[Saved entries]
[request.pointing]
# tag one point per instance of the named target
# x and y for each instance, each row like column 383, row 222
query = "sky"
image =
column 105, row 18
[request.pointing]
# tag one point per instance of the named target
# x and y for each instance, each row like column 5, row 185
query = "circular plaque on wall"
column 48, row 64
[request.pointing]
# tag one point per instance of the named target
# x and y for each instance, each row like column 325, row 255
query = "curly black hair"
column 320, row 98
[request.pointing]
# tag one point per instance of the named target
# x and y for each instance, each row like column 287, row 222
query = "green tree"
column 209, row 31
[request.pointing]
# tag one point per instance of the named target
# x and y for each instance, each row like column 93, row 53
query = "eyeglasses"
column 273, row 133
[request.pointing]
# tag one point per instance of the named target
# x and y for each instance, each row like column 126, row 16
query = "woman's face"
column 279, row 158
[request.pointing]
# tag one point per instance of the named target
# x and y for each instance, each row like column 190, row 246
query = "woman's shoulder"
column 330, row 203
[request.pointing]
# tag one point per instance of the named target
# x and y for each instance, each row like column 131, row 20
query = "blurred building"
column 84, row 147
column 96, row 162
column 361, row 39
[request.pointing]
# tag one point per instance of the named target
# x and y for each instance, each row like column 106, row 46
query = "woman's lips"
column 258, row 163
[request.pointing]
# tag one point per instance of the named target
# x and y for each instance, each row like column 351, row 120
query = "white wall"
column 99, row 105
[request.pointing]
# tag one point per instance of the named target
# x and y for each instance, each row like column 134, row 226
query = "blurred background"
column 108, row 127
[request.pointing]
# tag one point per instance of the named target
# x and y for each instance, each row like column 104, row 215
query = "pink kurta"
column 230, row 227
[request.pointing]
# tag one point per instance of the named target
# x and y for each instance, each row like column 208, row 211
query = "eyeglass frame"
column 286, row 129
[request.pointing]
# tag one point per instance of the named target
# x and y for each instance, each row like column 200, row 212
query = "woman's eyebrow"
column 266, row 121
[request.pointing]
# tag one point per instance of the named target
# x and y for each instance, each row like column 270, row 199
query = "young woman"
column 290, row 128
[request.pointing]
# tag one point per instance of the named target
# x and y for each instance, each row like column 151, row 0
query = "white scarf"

...

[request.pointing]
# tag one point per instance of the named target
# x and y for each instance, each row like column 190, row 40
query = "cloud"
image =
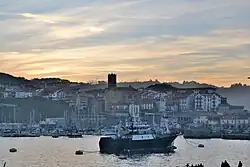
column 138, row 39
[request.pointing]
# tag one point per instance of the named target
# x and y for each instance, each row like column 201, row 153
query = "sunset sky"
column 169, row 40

#### Exercise goal:
Reproduce only the lines above spanning from the line containing "104, row 215" through the line containing "208, row 211", word for word.

#### Written solution:
# x and y for each instance, each row like column 104, row 215
query = "pink kurta"
column 230, row 227
[request.pointing]
# tag one point per instance of the named target
# x and y for each instance, each row like column 208, row 211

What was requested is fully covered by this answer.